■ Goal A
Translate this sentence from the DUCC thread into French: "DUCC manages the life cycle of its services, including restarting them on failure."
■ Goal B
Carry on the DUCC mailing-list thread from the point at which it stops.

* Start Extract *

RE: DUCC web server interfacing

2014-11-20 Thread D. Heinze
Eddie... thanks.  Yes, that sounds like I would not have the advantage of DUCC 
managing the UIMA pipeline. 

To break it down a little for the uninitiated (me), 

 1. how do I start a DUCC job that stays resident because it has high startup 
cost (e.g. 2 minutes to load all the resources for the UIMA pipeline VS about 2 
seconds to process each request)?

2. once I have a resident job, how do I get the Job Driver to iteratively feed 
references to each next document (as they are received) to the resident Job 
Process?  Because all the input jobs will be archived anyhow, I'm okay with 
passing them through the file system if needed.

Thanks / Dan

-Original Message-
From: Eddie Epstein [mailto:eaepst...@gmail.com] 
Sent: Thursday, November 20, 2014 6:06 PM
To: user@uima.apache.org
Subject: Re: DUCC web server interfacing

Ooops, in this case the web server would be feeding the service directly.

On Thu, Nov 20, 2014 at 9:04 PM, Eddie Epstein  wrote:

> The preferred approach is to run the analytics as a DUCC service, and 
> have an application driver that feeds the service instances with incoming 
> data.
> This service would be a scalable UIMA-AS service, which could have as 
> many instances as are needed to keep up with the load. The driver 
> would use the uima-as client API to feed the service. The application 
> driver could itself be another DUCC service.
>
> DUCC manages the life cycle of its services, including restarting them 
> on failure.
>
> Eddie
>
>
> On Thu, Nov 20, 2014 at 6:45 PM, Daniel Heinze  wrote:
>
>> I just installed DUCC this week and can process batch jobs.  I would 
>> like DUCC to initiate/manage one or more copies of the same UIMA 
>> pipeline that has high startup overhead and keep it/them active and 
>> feed it/them with documents that arrive periodically over a web 
>> service.  Any suggestions on the preferred way (if any) to do this in DUCC.
>>
>>
>>
>> Thanks / Dan
>>
>>
>




Re: DUCC web server interfacing

2014-11-20 Thread Eddie Epstein
Ooops, in this case the web server would be feeding the service directly.

On Thu, Nov 20, 2014 at 9:04 PM, Eddie Epstein  wrote:

> The preferred approach is to run the analytics as a DUCC service, and have
> an application driver that feeds the service instances with incoming data.
> This service would be a scalable UIMA-AS service, which could have as
> many instances as are needed to keep up with the load. The driver would
> use the uima-as client API to feed the service. The application driver
> could
> itself be another DUCC service.

* End Extract *
* Start Given data *

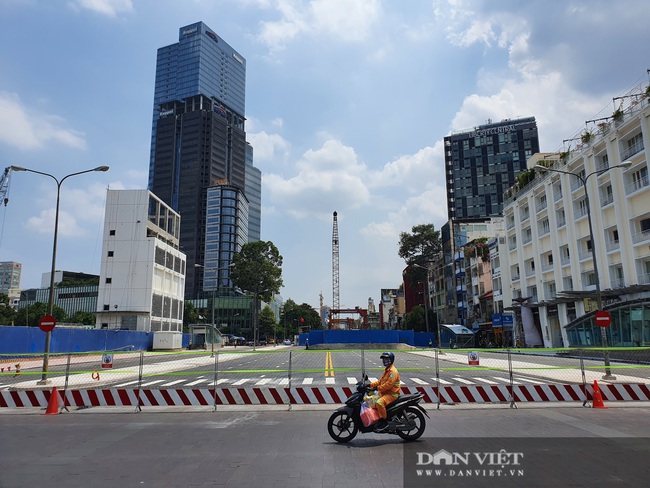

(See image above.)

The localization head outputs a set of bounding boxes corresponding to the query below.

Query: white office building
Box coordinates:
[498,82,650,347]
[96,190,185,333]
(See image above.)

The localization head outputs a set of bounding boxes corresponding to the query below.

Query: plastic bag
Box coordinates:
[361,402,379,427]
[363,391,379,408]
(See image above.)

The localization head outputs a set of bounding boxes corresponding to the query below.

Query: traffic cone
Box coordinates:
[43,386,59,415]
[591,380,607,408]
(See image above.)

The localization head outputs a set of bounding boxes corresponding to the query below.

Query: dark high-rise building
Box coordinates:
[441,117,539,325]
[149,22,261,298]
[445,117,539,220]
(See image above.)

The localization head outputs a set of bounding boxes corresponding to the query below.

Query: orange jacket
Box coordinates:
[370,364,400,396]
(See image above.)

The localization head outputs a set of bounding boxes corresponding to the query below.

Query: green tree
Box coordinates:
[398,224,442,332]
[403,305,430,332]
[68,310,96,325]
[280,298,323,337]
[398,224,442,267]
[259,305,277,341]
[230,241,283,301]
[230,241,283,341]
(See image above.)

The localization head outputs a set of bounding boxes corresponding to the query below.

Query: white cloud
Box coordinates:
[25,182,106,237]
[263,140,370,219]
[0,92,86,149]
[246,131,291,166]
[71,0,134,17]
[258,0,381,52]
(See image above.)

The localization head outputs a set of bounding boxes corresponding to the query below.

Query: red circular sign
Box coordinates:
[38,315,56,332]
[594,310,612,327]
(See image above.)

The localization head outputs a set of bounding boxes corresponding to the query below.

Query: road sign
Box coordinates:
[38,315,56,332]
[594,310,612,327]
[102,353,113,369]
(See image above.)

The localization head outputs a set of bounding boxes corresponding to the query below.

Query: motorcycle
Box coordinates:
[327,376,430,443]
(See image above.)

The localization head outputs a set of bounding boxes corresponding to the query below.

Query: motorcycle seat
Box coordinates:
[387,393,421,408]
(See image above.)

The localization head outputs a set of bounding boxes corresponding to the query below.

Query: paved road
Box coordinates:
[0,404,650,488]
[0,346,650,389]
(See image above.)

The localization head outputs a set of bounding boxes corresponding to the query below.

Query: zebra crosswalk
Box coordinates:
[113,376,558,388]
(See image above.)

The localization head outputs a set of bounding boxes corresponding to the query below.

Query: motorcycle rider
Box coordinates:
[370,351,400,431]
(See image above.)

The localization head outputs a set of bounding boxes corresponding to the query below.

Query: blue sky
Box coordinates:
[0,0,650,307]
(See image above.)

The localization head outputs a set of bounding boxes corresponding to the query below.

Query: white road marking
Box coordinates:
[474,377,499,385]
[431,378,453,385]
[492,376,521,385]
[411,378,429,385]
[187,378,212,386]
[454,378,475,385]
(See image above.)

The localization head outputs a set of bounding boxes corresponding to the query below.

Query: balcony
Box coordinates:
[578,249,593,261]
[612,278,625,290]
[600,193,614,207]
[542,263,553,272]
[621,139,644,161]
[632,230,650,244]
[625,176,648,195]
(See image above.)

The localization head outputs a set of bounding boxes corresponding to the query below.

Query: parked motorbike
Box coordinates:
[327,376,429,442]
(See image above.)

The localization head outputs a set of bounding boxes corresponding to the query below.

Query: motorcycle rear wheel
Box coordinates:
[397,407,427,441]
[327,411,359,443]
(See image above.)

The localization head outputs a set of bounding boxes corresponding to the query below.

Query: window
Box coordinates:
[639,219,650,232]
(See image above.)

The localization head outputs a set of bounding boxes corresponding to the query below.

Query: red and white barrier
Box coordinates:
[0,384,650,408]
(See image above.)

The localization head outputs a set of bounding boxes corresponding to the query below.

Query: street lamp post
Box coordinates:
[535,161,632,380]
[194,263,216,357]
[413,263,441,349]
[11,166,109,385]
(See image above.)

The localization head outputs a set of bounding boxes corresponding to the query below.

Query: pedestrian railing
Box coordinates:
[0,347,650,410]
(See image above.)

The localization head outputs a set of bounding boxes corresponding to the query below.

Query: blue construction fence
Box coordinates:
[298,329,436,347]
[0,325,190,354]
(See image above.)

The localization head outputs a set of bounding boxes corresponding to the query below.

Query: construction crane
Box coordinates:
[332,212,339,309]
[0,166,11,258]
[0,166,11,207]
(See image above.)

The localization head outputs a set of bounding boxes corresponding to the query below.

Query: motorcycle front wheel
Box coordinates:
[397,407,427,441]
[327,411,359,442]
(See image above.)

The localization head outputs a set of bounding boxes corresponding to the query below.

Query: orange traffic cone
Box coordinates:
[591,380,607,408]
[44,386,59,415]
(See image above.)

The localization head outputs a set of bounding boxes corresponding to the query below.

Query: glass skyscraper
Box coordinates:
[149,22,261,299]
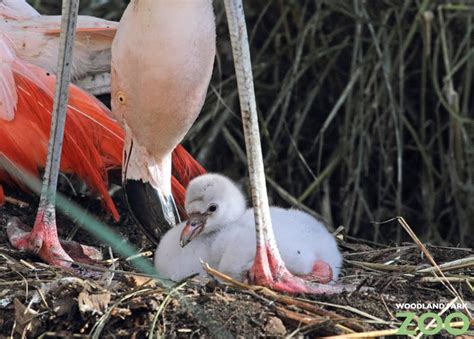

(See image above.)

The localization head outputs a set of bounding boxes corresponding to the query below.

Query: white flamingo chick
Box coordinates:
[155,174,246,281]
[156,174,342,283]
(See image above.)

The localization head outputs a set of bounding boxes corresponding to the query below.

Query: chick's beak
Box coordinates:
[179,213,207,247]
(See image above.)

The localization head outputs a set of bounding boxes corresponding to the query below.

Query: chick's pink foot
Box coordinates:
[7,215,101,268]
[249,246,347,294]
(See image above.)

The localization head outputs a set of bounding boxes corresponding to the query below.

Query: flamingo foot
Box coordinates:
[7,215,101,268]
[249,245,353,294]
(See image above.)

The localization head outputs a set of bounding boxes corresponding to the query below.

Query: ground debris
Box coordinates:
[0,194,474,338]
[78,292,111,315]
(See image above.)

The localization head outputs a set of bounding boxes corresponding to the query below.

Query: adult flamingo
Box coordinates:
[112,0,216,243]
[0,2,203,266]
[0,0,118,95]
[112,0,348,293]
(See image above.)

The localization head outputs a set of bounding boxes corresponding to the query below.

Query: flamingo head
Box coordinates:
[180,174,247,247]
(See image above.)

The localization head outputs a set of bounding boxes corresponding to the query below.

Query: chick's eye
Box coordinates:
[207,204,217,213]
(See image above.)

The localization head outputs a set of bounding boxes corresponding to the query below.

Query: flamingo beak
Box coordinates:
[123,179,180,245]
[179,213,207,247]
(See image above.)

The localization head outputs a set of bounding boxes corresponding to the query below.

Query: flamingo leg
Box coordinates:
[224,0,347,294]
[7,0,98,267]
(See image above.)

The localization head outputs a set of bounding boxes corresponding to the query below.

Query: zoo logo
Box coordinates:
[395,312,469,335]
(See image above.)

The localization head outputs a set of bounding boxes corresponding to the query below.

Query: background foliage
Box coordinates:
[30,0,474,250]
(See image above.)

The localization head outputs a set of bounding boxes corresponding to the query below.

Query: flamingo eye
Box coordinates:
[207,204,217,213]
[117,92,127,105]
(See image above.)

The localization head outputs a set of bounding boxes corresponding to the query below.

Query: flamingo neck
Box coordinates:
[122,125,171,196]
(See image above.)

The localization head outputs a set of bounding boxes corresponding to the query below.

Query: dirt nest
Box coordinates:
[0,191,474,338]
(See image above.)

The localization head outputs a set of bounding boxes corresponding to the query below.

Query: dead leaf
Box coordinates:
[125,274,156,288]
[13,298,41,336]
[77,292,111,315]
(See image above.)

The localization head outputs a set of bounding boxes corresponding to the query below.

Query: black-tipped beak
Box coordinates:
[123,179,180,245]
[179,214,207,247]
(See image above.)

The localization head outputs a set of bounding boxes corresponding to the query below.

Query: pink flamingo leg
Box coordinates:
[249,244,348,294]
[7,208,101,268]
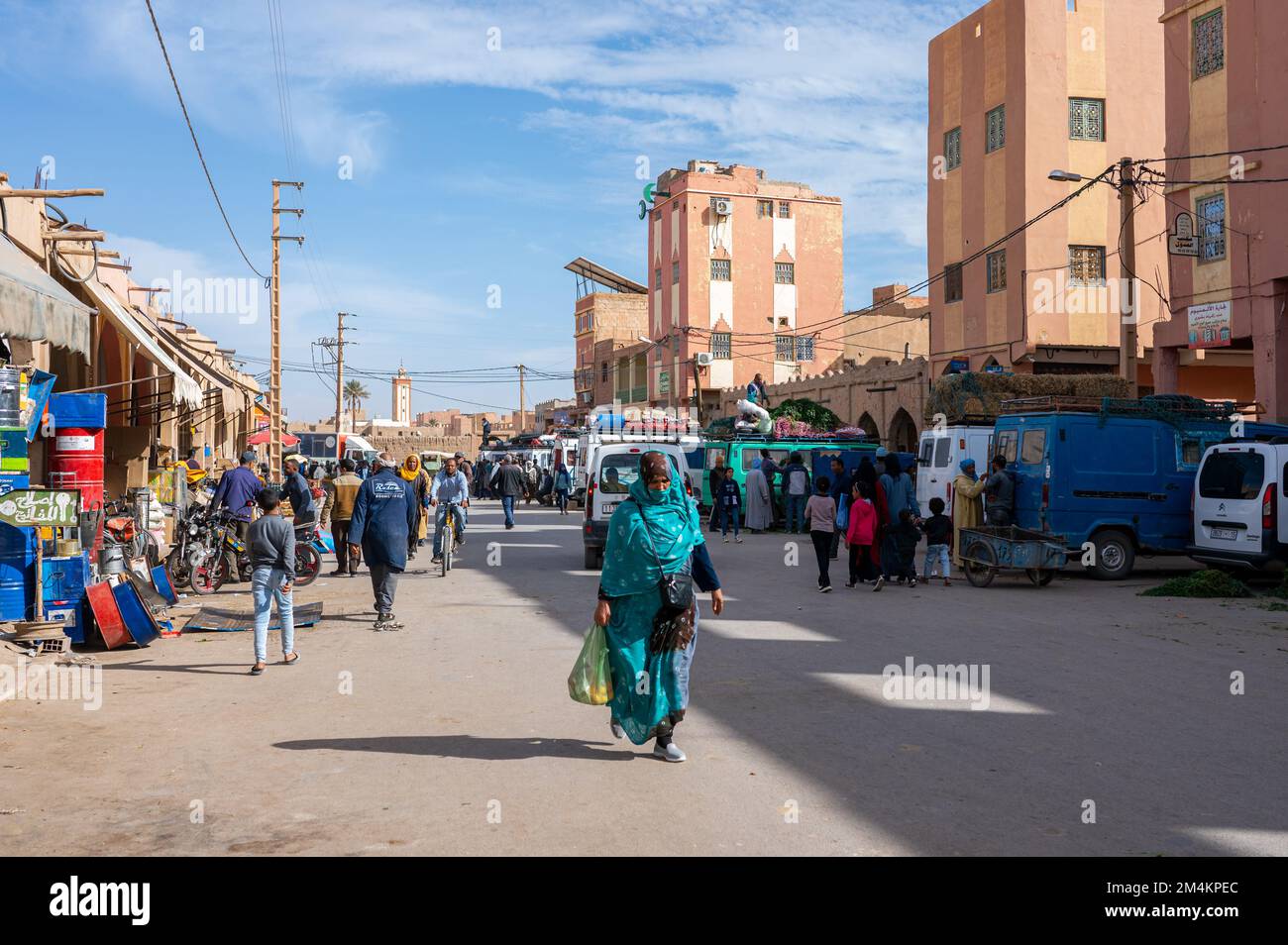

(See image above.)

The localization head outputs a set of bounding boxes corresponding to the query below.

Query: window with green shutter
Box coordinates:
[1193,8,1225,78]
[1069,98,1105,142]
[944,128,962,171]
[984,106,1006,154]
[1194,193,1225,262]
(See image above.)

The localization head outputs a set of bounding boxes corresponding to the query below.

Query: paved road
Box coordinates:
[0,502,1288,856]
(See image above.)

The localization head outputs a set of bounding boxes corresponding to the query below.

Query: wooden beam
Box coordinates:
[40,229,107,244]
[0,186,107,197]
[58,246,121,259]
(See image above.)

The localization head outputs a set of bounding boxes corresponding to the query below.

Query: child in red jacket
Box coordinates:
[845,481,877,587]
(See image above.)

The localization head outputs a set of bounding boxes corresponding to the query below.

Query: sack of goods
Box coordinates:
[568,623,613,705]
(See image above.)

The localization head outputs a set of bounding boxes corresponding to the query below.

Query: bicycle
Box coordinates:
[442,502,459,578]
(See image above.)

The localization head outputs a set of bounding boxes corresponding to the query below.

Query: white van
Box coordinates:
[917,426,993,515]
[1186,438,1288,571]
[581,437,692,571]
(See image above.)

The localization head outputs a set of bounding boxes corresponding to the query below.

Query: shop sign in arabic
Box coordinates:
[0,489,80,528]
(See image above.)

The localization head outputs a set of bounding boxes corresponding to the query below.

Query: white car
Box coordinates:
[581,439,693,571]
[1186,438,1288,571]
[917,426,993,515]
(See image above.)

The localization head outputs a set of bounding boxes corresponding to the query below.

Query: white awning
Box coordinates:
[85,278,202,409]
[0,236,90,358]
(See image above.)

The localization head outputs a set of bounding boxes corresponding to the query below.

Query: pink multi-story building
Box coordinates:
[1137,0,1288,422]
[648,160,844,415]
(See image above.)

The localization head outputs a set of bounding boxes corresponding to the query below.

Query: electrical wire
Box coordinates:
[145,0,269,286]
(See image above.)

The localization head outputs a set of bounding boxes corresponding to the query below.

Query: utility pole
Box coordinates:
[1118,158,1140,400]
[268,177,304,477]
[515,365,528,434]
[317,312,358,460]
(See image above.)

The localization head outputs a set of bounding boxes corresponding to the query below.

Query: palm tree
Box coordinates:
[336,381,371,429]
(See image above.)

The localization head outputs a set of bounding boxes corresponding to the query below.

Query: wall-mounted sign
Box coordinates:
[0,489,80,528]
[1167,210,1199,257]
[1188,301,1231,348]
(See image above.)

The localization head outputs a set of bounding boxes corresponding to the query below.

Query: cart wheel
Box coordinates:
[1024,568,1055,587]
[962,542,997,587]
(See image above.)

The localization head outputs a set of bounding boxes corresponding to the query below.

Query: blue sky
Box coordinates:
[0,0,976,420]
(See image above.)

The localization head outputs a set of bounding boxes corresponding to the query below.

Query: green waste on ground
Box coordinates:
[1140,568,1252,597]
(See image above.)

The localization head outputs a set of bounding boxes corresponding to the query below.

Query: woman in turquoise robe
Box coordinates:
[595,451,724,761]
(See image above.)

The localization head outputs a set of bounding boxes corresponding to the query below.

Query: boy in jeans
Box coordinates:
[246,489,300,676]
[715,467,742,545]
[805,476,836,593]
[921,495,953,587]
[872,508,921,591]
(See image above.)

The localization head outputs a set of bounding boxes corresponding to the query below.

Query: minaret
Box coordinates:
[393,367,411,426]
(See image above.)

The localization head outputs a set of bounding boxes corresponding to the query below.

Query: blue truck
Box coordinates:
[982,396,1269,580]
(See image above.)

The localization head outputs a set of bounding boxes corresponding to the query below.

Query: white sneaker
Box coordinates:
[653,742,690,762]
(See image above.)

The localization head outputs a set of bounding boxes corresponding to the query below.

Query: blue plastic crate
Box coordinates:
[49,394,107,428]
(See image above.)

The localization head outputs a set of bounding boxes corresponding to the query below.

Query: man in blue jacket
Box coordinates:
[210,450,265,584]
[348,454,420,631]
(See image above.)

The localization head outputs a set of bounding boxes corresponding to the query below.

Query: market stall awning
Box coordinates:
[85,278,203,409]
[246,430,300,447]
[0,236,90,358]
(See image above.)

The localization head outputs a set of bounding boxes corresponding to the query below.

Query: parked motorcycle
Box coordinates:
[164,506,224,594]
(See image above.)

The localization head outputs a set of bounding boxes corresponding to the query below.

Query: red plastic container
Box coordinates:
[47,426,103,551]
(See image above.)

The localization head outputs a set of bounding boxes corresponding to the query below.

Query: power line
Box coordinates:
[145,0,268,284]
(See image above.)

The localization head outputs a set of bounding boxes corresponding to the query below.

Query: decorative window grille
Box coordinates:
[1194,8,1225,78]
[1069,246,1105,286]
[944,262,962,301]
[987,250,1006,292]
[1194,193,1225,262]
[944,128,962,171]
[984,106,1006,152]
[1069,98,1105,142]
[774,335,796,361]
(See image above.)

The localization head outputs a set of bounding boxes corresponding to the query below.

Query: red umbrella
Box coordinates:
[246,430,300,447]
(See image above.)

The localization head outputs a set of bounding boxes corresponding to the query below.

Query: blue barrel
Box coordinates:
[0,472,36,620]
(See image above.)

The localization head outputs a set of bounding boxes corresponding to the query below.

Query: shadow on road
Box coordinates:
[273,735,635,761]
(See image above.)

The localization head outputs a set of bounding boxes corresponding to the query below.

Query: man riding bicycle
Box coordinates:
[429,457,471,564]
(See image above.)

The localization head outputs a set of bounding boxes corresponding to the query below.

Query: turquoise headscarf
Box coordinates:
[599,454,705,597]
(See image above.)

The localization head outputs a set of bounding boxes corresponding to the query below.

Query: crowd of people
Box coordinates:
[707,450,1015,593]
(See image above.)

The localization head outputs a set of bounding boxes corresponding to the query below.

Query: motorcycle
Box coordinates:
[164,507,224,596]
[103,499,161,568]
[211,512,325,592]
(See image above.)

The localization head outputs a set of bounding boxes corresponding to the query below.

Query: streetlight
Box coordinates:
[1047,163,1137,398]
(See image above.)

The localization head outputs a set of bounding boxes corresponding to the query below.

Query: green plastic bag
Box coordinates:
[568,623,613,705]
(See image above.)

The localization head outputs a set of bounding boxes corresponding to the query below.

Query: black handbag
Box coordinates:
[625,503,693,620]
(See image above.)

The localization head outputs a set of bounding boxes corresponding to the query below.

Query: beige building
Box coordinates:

* End Given data *

■ Exercise answer A
DUCC gère le cycle de vie de ses services, y compris leur redémarrage en cas de défaillance.

■ Exercise answer B
>
> DUCC manages the life cycle of its services, including restarting them on
> failure.
>
> Eddie
>
>
> On Thu, Nov 20, 2014 at 6:45 PM, Daniel Heinze  wrote:
>
>> I just installed DUCC this week and can process batch jobs.  I would like
>> DUCC to initiate/manage one or more copies of the same UIMA pipeline that
>> has high startup overhead and keep it/them active and feed it/them with
>> documents that arrive periodically over a web service.  Any suggestions on
>> the preferred way (if any) to do this in DUCC.
>>
>>
>>
>> Thanks / Dan
>>
>>
>


Re: DUCC web server interfacing

2014-11-20 Thread Eddie Epstein
The preferred approach is to run the analytics as a DUCC service, and have
an application driver that feeds the service instances with incoming data.
This service would be a scalable UIMA-AS service, which could have as
many instances as are needed to keep up with the load. The driver would
use the uima-as client API to feed the service. The application driver
could
itself be another DUCC service.

DUCC manages the life cycle of its services, including restarting them on
failure.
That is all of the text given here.